* **Your assignment**: Starting from the line with "For every instance of the potted", transcribe each line to the end of the records below. Copy them exactly and write nothing else.

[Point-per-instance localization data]
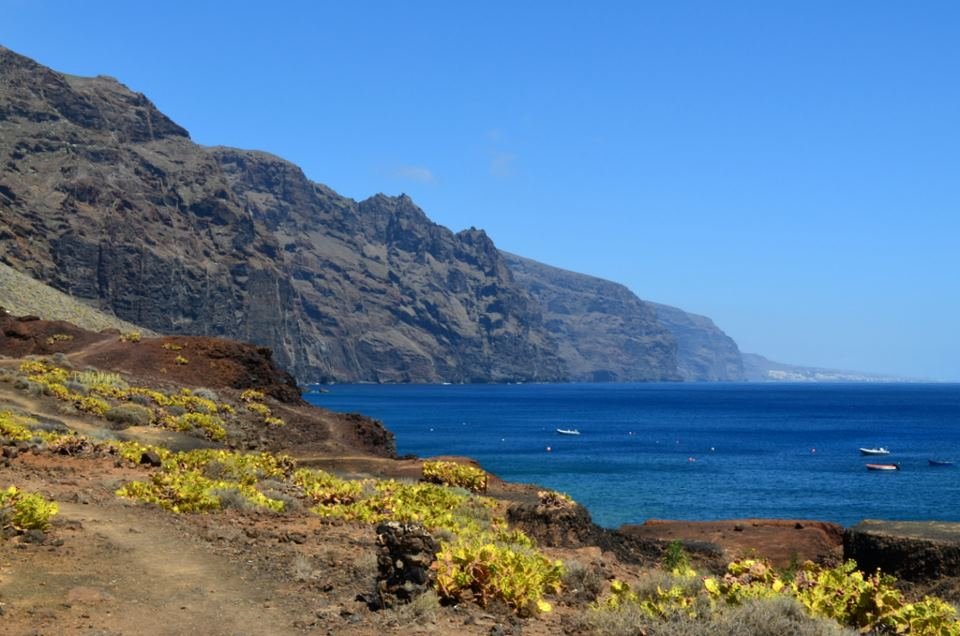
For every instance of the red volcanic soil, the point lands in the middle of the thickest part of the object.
(203, 362)
(782, 541)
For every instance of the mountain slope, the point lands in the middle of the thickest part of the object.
(21, 295)
(605, 333)
(760, 369)
(105, 198)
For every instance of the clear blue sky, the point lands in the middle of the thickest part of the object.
(791, 169)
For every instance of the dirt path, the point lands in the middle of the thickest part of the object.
(120, 568)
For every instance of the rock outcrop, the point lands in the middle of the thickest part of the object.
(911, 550)
(704, 352)
(105, 198)
(605, 333)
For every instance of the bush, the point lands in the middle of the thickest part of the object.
(454, 474)
(207, 394)
(482, 572)
(22, 511)
(129, 415)
(583, 581)
(59, 337)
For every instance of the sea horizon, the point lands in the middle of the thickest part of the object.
(690, 451)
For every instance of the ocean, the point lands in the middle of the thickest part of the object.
(692, 451)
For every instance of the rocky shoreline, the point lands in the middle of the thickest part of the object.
(110, 565)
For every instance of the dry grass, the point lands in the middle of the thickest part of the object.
(21, 295)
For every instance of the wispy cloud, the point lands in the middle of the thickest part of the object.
(420, 174)
(502, 164)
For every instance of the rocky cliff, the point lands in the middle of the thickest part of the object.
(704, 352)
(605, 333)
(107, 199)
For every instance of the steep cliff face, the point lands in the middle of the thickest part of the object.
(605, 333)
(704, 352)
(107, 199)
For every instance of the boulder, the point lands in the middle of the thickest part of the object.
(913, 550)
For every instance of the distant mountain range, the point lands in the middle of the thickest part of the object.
(759, 369)
(106, 199)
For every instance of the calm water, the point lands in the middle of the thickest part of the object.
(779, 451)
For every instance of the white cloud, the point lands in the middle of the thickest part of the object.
(421, 174)
(502, 164)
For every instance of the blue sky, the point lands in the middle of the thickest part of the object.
(788, 168)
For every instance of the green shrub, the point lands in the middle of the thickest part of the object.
(59, 337)
(189, 491)
(454, 474)
(94, 377)
(130, 415)
(22, 511)
(475, 570)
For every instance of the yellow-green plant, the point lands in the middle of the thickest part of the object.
(14, 427)
(454, 474)
(22, 511)
(252, 395)
(476, 570)
(211, 425)
(745, 579)
(870, 602)
(189, 491)
(94, 378)
(244, 468)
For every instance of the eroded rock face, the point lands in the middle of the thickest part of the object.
(605, 333)
(405, 552)
(912, 550)
(107, 199)
(704, 352)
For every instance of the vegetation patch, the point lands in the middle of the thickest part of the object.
(23, 511)
(846, 596)
(454, 474)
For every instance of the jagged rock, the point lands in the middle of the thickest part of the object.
(704, 352)
(108, 200)
(604, 332)
(911, 550)
(405, 552)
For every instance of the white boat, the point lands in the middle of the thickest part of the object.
(883, 466)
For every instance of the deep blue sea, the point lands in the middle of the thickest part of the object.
(692, 451)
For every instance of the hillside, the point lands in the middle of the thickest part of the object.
(22, 295)
(605, 333)
(704, 352)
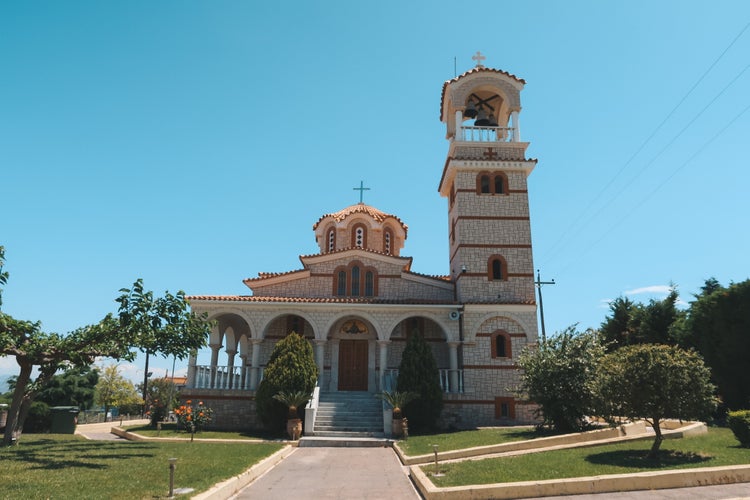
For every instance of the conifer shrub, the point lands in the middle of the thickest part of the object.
(418, 374)
(291, 368)
(739, 422)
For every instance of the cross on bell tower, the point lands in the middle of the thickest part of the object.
(484, 179)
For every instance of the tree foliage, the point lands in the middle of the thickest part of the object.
(559, 376)
(115, 391)
(418, 374)
(291, 368)
(176, 329)
(718, 327)
(630, 323)
(74, 387)
(654, 382)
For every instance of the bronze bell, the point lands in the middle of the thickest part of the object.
(482, 120)
(471, 110)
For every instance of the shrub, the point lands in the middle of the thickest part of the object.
(418, 374)
(739, 422)
(291, 368)
(39, 418)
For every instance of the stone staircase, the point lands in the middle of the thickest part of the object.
(349, 414)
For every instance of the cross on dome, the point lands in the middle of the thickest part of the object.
(361, 190)
(478, 57)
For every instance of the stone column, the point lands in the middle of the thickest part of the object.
(383, 344)
(320, 356)
(214, 362)
(453, 360)
(516, 127)
(192, 360)
(255, 363)
(243, 371)
(230, 369)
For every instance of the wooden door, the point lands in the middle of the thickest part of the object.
(353, 365)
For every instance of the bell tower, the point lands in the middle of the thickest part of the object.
(484, 179)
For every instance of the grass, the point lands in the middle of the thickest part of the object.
(170, 430)
(718, 447)
(69, 466)
(422, 445)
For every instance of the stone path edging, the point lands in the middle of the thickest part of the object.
(585, 485)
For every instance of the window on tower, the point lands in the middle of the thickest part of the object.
(497, 269)
(492, 183)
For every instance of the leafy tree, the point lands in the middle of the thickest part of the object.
(291, 368)
(115, 391)
(718, 327)
(160, 324)
(654, 382)
(161, 397)
(50, 352)
(418, 374)
(560, 375)
(74, 387)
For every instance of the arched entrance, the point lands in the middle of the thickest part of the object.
(353, 370)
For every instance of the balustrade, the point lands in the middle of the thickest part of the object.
(487, 134)
(225, 377)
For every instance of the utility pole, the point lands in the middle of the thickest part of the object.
(539, 284)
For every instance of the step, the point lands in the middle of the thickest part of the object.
(339, 440)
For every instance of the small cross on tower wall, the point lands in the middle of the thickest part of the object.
(478, 57)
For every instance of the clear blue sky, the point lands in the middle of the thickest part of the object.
(194, 144)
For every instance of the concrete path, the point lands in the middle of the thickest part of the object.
(340, 473)
(100, 431)
(725, 491)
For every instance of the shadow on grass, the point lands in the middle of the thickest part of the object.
(48, 454)
(639, 459)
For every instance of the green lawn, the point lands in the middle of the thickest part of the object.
(68, 466)
(422, 445)
(718, 447)
(170, 430)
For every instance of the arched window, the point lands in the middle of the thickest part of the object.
(501, 347)
(497, 270)
(331, 240)
(492, 183)
(484, 183)
(355, 280)
(359, 236)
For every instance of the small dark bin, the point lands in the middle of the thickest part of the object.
(64, 419)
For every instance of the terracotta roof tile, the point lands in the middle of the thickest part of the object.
(314, 300)
(361, 208)
(470, 72)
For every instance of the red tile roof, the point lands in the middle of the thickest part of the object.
(315, 300)
(361, 208)
(470, 72)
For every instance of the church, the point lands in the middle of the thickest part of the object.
(357, 299)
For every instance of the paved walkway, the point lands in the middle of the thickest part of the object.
(340, 473)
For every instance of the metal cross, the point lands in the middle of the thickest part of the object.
(361, 190)
(478, 57)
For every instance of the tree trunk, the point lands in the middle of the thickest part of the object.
(12, 428)
(654, 453)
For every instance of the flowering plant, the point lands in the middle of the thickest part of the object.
(194, 417)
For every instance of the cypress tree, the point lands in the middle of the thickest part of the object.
(418, 374)
(291, 368)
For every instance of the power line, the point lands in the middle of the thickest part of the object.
(568, 233)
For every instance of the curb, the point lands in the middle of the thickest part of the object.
(584, 485)
(229, 487)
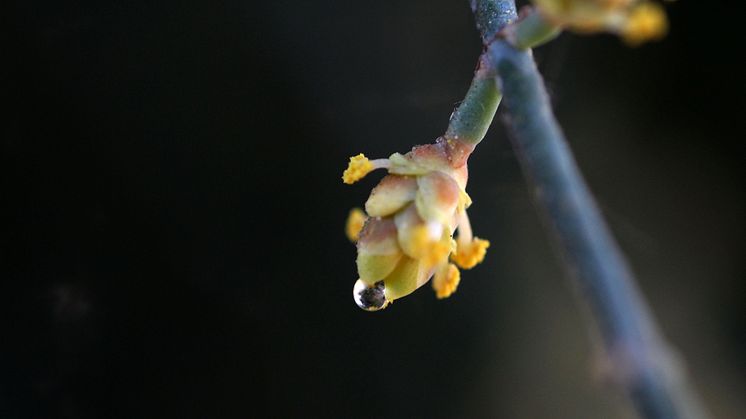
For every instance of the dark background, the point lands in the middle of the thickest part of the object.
(172, 232)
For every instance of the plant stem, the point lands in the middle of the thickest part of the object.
(472, 118)
(638, 357)
(532, 30)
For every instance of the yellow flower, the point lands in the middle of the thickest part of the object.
(636, 21)
(446, 281)
(412, 215)
(646, 21)
(355, 222)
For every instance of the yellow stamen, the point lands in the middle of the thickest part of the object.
(437, 253)
(446, 281)
(355, 222)
(647, 21)
(469, 254)
(357, 169)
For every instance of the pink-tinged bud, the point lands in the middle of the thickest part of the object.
(412, 216)
(378, 250)
(391, 195)
(437, 198)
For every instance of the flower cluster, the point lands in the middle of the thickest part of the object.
(406, 237)
(636, 21)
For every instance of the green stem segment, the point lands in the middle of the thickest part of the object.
(532, 30)
(471, 120)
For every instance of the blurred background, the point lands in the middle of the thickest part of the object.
(172, 233)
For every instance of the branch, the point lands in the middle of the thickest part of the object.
(641, 362)
(470, 121)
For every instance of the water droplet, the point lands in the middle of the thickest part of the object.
(369, 298)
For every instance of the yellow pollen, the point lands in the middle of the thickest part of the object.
(647, 21)
(355, 222)
(437, 253)
(468, 255)
(357, 169)
(446, 281)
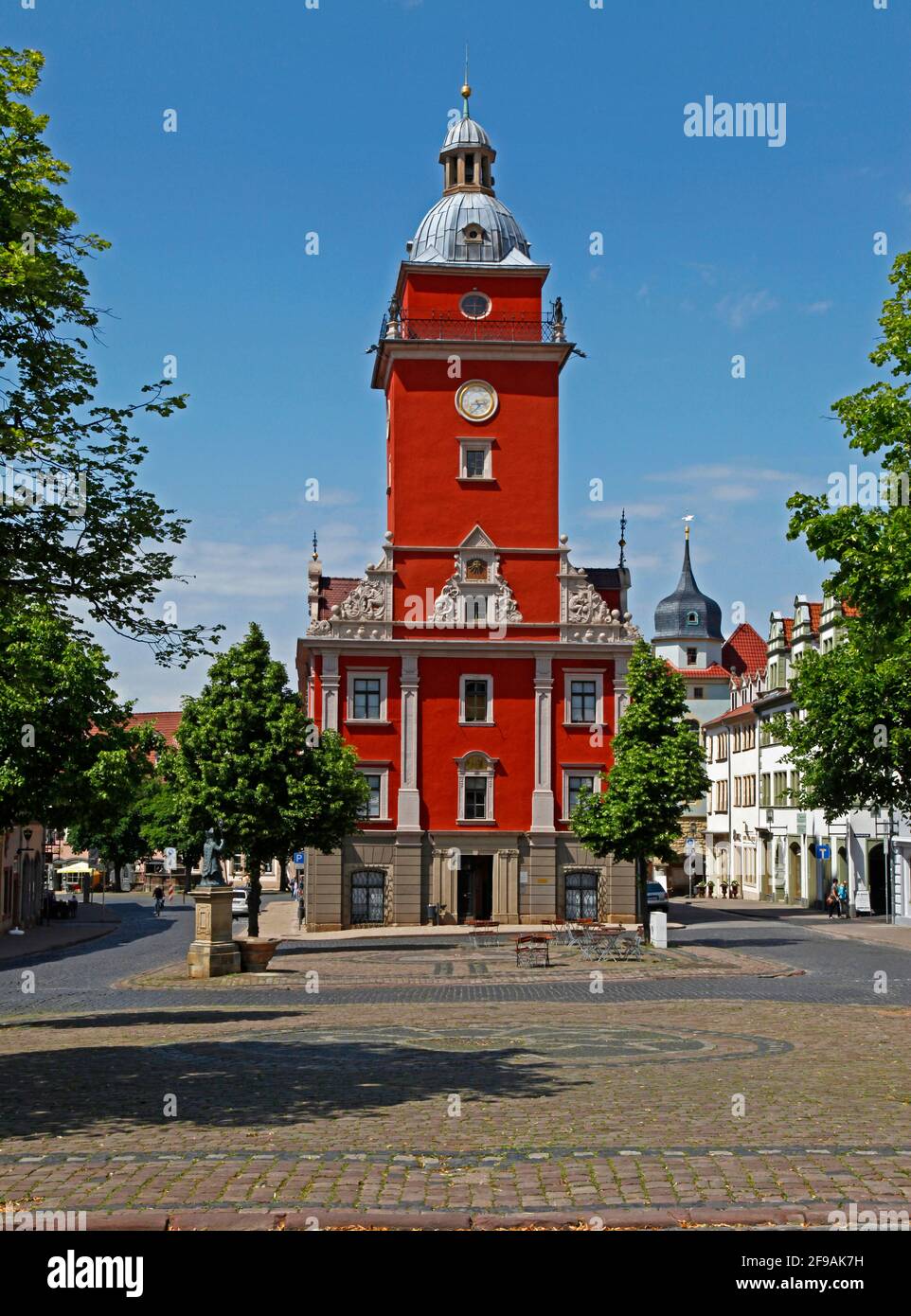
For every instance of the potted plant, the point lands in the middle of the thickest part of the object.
(256, 953)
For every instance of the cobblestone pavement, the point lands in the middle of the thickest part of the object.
(402, 1087)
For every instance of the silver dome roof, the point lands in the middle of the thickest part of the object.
(440, 237)
(465, 132)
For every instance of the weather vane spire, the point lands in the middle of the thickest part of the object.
(466, 88)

* **Solution for this task**:
For every instance of the potted plant, the point lands in the middle of the thickest part of the object.
(256, 953)
For every instance of the cobblestone pavement, the point lands in the middle of the thickest part of the object.
(402, 1087)
For every instance of the silver dome roof, the point lands in the middle of the thickest part of the object.
(440, 237)
(465, 132)
For every instance of the weather vane spire, the point lands in the middle of the thickest part of the object.
(466, 88)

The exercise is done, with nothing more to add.